POLECENIE —
Wpisz wszystkie poniższe dane do tabeli w formacie Markdown z kolumnami „Nr” (numer kolejny) i „Wiersz” (treść wiersza), pomijając puste wiersze. Obrazów nie uwzględniaj w odpowiedzi.

WYCIĄG Z DANYCH —
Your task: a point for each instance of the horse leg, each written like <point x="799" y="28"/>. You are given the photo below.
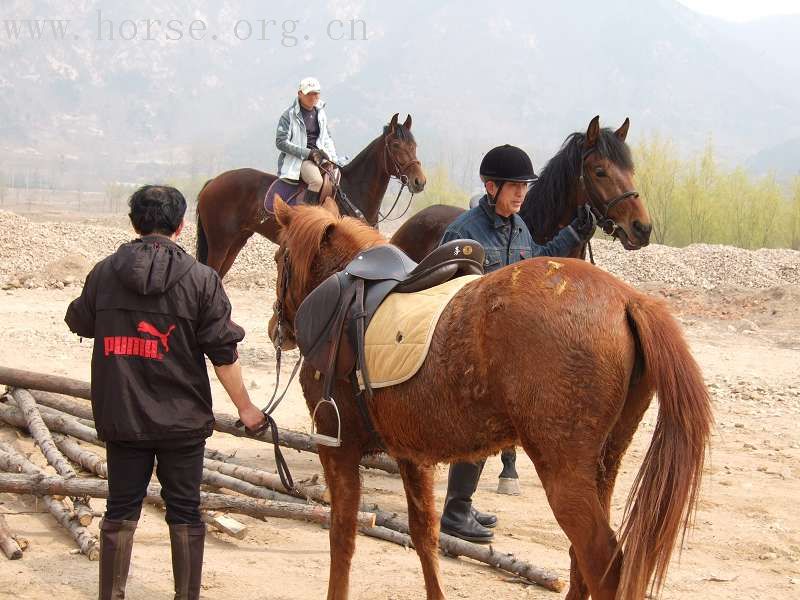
<point x="341" y="474"/>
<point x="571" y="490"/>
<point x="423" y="523"/>
<point x="639" y="397"/>
<point x="233" y="252"/>
<point x="508" y="482"/>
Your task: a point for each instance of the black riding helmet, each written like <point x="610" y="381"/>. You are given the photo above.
<point x="507" y="163"/>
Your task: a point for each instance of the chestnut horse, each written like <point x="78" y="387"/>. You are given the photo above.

ROZWIĄZANIE WZORCOWE —
| Nr | Wiersz |
|---|---|
| 1 | Your task: a point for each instance of the horse leg, each written like <point x="799" y="28"/>. You are given the photo below. |
| 2 | <point x="341" y="474"/> |
| 3 | <point x="571" y="490"/> |
| 4 | <point x="423" y="523"/> |
| 5 | <point x="639" y="397"/> |
| 6 | <point x="233" y="252"/> |
| 7 | <point x="508" y="482"/> |
| 8 | Your task: a point for each instance of the black riding helmet, each written like <point x="610" y="381"/>. You are given the photo above. |
| 9 | <point x="507" y="163"/> |
| 10 | Your task: a point for each instance of the chestnut horse, each written like <point x="78" y="387"/>. You are given the photo above. |